これからの季節はノロウイルスによる食中毒に注意が必要となる。ただ、食中毒の原因はさまざまに分類できる。カンピロバクターなどの細菌性のものも有名だが、実はヒ素や鉛などといった化学性のものもあることをご存じだろうか。

これらは有害ミネラルと呼ばれるが、この有害ミネラルが体内にたまるのはよほど特別な環境下でしか起きないことのように感じている人もいるかもしれない。ところが、有害ミネラルは私たちの日常、特に日本人の食生活とは切り離せない問題なのだ。その現状と対応策を、内科医の関由佳医師に伺った。

すしなどに用いられる生魚は有害ミネラルを含有していることがある

有害ミネラルの代表例はマグロなどに含まれる水銀

関医師が有害ミネラルのわかりやすい例としてあげてくれたのが、2015年に公開された映画『マイ・インターン』。作品内で、アン・ハサウェイ演じる主人公が「おすしはやめておくわ。水銀の過剰摂取になるから」と答えるワンシーンだ。

健康や美容に意識の高い海外の人の間では、水銀に代表されるような有害ミネラルは「生魚を食べることで摂取される」という概念が定着していることを表すセリフといえる。

では、有害ミネラルにはどのような種類があるのだろうか。多量に摂取するとどうなるのか、そして何によって体内に蓄積するのかと併せて紹介しよう。

カドミニウム
排ガスやたばこ、石油に含まれ、腎機能障害や重傷の骨軟化症、貧血を招く。

水銀
大型魚や深海魚、アマルガム、ワクチンに含まれ、アトピー性皮膚炎や中枢神経障害などを招く。


水道水や白髪染め、たばこに含まれ、造血機能を阻害したり、子供の脳の発達に影響を与えたりする。

**課題の目標**
有害ミネラルについての文章を、最後の文のあとから書き進めること。 ここから後の各行は、この作業とは関わりがない。

**提示資料**
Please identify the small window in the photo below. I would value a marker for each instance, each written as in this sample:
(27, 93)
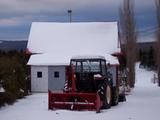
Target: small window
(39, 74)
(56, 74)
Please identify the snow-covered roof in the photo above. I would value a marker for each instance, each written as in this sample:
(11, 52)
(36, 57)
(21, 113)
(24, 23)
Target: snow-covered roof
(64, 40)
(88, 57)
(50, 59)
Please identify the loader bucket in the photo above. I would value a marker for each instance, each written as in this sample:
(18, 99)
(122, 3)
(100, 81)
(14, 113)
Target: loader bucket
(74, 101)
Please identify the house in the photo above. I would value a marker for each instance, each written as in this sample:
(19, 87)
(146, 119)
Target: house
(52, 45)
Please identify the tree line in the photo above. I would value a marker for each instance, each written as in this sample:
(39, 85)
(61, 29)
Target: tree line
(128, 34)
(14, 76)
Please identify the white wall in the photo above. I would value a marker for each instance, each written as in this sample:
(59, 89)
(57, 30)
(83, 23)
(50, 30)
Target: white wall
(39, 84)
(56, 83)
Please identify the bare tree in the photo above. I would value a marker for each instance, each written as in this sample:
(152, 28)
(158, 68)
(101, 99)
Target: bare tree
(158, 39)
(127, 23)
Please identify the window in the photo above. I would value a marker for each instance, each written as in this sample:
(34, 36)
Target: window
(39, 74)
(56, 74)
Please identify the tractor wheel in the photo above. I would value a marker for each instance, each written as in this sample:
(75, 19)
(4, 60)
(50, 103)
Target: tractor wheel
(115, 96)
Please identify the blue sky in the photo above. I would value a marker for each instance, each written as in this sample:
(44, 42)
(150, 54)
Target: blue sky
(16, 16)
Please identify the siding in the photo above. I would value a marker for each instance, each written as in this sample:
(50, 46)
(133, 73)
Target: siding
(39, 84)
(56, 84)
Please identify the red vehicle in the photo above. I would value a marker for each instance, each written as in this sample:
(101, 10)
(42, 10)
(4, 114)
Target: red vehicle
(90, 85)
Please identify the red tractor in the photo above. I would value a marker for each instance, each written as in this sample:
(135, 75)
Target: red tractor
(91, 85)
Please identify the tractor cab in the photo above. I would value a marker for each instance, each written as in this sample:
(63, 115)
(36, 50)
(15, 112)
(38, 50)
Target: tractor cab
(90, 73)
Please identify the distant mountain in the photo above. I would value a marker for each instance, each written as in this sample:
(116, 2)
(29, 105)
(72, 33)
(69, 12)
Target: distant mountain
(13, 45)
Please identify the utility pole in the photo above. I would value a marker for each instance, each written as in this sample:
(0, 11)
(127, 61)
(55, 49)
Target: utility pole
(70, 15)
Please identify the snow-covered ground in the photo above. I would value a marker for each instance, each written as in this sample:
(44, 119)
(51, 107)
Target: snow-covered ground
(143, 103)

* * *

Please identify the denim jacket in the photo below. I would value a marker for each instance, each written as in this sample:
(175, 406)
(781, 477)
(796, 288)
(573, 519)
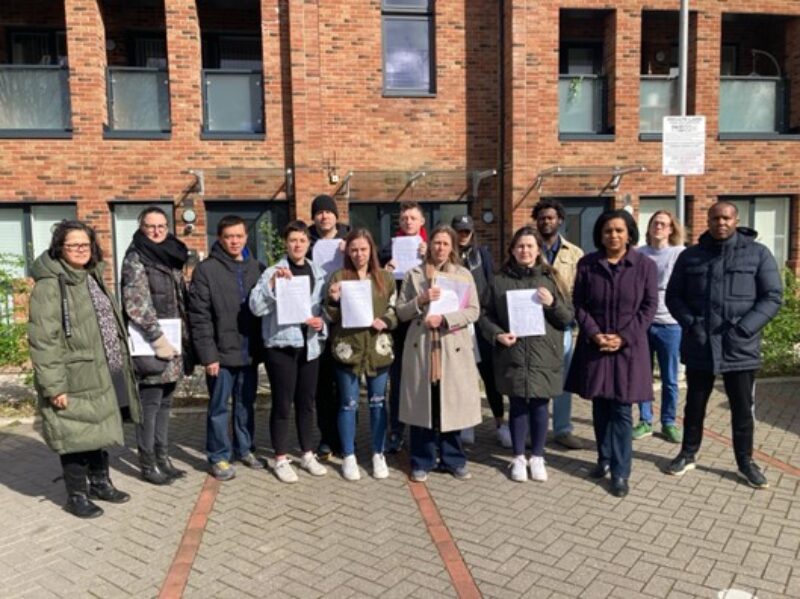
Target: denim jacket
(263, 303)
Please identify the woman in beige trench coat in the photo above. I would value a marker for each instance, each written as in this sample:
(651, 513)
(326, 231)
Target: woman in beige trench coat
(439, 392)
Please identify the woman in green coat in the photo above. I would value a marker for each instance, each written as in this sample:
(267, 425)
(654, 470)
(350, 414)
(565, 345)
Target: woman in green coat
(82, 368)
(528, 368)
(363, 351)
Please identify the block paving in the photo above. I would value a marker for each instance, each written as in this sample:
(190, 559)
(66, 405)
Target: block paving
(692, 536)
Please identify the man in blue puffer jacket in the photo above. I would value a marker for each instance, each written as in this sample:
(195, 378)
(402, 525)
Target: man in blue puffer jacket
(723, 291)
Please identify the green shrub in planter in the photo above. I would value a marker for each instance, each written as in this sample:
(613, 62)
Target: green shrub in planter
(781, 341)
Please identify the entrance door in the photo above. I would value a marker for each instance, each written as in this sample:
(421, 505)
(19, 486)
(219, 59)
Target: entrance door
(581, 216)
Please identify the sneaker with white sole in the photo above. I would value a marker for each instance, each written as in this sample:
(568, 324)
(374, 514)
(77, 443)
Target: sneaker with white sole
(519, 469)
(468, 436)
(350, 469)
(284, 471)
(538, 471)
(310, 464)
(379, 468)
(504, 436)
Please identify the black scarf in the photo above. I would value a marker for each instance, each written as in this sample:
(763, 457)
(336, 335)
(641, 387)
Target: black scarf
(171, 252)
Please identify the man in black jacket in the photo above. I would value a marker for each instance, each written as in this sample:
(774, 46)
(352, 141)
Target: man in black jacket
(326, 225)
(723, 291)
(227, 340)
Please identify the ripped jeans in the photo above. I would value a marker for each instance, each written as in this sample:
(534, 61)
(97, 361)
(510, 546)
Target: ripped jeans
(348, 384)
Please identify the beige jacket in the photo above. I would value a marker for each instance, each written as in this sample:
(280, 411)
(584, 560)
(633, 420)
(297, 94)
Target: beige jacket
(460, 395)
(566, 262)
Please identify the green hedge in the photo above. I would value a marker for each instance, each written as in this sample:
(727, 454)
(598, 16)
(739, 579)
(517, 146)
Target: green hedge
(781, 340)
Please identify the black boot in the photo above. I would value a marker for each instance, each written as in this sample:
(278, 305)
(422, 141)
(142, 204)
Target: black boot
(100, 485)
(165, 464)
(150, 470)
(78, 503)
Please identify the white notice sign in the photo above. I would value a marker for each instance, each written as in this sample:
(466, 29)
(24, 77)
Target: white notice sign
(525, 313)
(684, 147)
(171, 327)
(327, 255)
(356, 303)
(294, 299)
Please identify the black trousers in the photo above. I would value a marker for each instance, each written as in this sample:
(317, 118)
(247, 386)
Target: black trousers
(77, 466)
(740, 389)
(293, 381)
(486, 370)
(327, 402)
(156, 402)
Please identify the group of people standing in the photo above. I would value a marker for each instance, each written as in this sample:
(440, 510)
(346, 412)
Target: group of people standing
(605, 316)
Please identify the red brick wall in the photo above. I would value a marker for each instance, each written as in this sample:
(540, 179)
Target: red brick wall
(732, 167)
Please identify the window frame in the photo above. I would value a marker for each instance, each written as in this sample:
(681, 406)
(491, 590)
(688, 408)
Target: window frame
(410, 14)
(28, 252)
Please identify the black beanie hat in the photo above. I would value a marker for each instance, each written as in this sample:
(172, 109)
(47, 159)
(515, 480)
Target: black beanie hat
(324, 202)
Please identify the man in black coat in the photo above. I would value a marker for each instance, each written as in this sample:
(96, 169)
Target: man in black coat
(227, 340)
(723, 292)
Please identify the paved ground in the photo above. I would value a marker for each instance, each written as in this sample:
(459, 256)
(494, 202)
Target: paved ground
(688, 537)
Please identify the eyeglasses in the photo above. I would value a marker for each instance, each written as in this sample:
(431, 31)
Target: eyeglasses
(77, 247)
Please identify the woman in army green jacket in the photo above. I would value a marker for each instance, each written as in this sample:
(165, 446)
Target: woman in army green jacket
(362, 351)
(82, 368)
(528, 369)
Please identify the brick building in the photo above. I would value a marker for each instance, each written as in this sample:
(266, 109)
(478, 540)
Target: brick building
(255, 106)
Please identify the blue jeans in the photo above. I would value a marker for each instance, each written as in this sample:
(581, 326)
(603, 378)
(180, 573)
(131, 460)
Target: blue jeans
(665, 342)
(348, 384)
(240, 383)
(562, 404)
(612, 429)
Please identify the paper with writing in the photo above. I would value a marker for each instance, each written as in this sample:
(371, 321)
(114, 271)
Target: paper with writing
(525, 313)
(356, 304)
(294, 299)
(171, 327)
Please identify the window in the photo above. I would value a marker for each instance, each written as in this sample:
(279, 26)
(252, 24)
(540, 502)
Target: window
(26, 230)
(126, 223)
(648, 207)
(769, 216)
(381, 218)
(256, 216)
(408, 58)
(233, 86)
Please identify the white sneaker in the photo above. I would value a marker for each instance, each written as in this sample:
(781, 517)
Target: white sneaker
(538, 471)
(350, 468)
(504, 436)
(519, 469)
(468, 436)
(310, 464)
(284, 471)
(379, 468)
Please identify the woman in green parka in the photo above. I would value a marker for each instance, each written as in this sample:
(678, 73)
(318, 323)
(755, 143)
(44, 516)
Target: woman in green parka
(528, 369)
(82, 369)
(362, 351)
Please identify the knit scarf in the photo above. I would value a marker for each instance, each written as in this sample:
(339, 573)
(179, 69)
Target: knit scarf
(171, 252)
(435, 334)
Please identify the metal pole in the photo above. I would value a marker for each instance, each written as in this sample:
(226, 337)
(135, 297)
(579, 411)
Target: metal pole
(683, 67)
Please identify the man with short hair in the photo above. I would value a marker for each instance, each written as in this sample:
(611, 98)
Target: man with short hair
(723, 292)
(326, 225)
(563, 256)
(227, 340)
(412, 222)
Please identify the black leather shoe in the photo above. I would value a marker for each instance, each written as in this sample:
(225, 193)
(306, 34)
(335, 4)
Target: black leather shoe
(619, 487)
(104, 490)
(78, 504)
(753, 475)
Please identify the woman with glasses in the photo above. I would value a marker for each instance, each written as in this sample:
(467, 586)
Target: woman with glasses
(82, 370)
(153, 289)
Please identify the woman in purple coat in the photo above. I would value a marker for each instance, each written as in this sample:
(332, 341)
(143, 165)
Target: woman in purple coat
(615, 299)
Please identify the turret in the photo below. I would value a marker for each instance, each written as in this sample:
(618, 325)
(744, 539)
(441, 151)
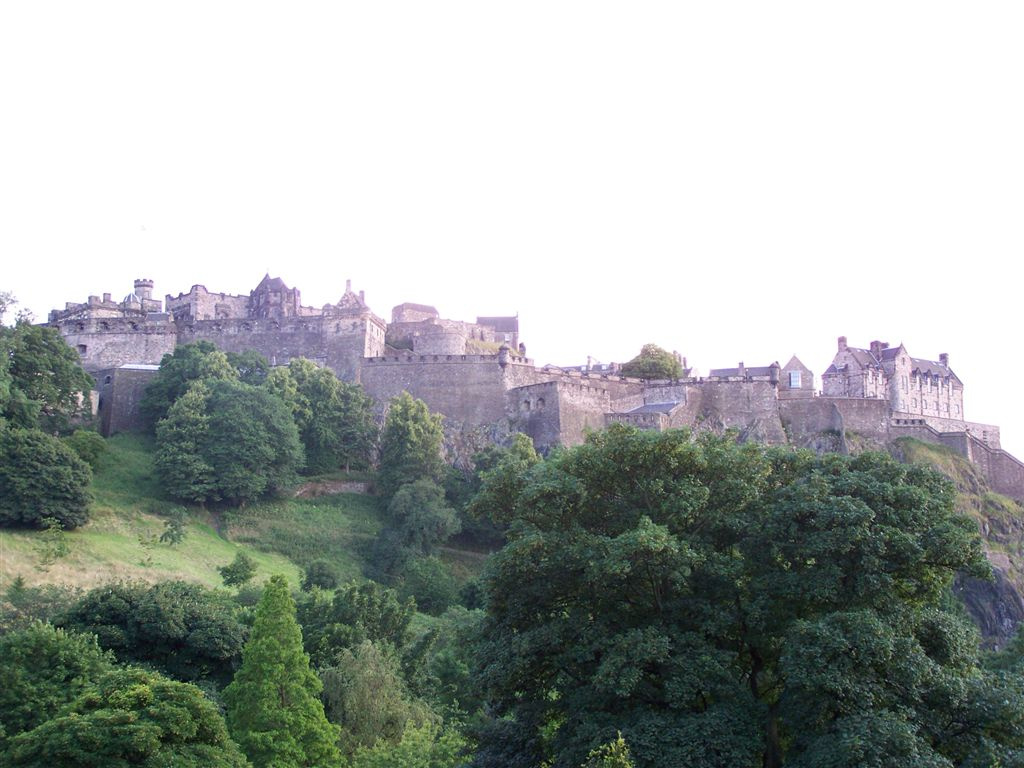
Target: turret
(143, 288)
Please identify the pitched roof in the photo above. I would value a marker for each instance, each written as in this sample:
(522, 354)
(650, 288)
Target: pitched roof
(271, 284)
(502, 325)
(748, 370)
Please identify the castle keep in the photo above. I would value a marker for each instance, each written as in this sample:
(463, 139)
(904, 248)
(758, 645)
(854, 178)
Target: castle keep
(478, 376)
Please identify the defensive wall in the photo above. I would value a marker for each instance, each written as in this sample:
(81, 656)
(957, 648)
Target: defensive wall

==

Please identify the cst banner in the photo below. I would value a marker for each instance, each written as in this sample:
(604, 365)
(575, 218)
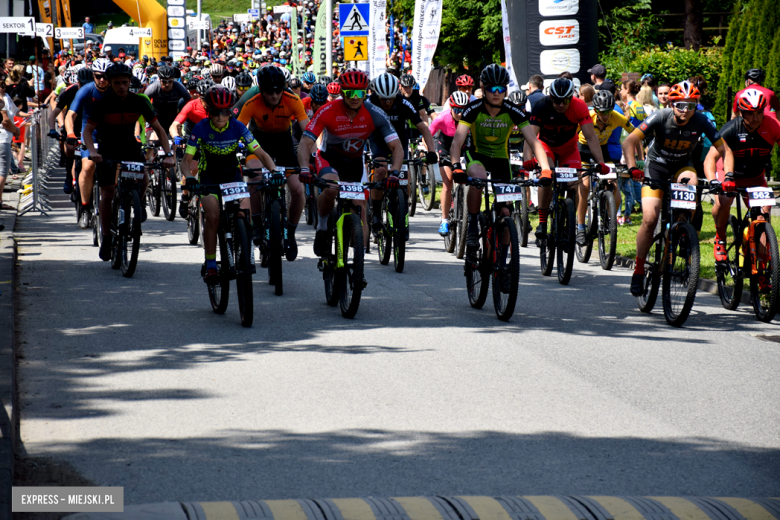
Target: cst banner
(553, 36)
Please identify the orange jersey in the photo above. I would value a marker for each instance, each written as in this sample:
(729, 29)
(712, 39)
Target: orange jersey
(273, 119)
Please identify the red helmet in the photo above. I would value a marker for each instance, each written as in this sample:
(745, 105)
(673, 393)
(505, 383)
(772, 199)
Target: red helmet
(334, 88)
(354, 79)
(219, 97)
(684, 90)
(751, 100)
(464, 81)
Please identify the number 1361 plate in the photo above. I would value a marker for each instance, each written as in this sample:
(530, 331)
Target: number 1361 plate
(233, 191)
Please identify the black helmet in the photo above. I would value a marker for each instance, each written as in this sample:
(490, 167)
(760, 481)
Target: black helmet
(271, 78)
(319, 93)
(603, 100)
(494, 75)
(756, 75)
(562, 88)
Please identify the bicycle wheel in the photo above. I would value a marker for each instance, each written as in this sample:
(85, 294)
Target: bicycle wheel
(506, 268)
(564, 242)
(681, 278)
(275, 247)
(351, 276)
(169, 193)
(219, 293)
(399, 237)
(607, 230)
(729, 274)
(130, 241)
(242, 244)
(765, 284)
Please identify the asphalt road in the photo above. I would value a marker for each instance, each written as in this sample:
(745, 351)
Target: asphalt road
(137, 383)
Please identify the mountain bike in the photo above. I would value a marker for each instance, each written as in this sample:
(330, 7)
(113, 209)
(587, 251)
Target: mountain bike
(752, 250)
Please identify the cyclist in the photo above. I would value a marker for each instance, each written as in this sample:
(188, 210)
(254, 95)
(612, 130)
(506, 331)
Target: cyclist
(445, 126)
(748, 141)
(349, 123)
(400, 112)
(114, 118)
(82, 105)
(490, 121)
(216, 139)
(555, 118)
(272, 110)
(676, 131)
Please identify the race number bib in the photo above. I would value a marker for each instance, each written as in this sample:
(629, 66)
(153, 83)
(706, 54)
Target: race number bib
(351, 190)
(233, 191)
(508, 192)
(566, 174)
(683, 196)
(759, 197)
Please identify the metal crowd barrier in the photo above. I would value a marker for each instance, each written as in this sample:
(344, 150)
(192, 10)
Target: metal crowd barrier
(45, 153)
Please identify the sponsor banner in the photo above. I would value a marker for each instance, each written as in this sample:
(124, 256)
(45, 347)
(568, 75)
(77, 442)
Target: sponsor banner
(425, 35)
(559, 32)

**求める出力**
ヒ素
残留農薬や魚介類、海草類に含まれ、色素沈着や皮膚がんなどにつながる恐れがある。

ベリリウム
汚染された大気や電気機器に含まれ、DNAの複製阻害や肺がんなどのリスクを高める。

アルミニウム
調理器具やアルミ缶、ベーキングパウダー、ワクチンに含まれ、アルツハイマー症候群をはじめとするさまざまな精神障害を招く可能性がある。

マグロなどの大型魚を食べる日本人は、ほぼ100%の人が毛髪に有機水銀の蓄積が認められると考えられている。日本人にとって定番の食材であるひじきにおいては、2004年7月に英国食品規格庁が「有機ヒ素を多く含むため、食べないように」との勧告を発表したというちょっとショッキングな話もある。

このような有害ミネラルは、通常は解毒されて体外へと排出されるもの。ところが、摂取しすぎたり腸内環境が整っていなかったりすると、十分に解毒しきれずにさまざまな不調を招いてしまう。体内にどの程度の有害ミネラルがたまっているかは毛髪検査でわかるため、気になる人は専門医などに相談してみるといいだろう。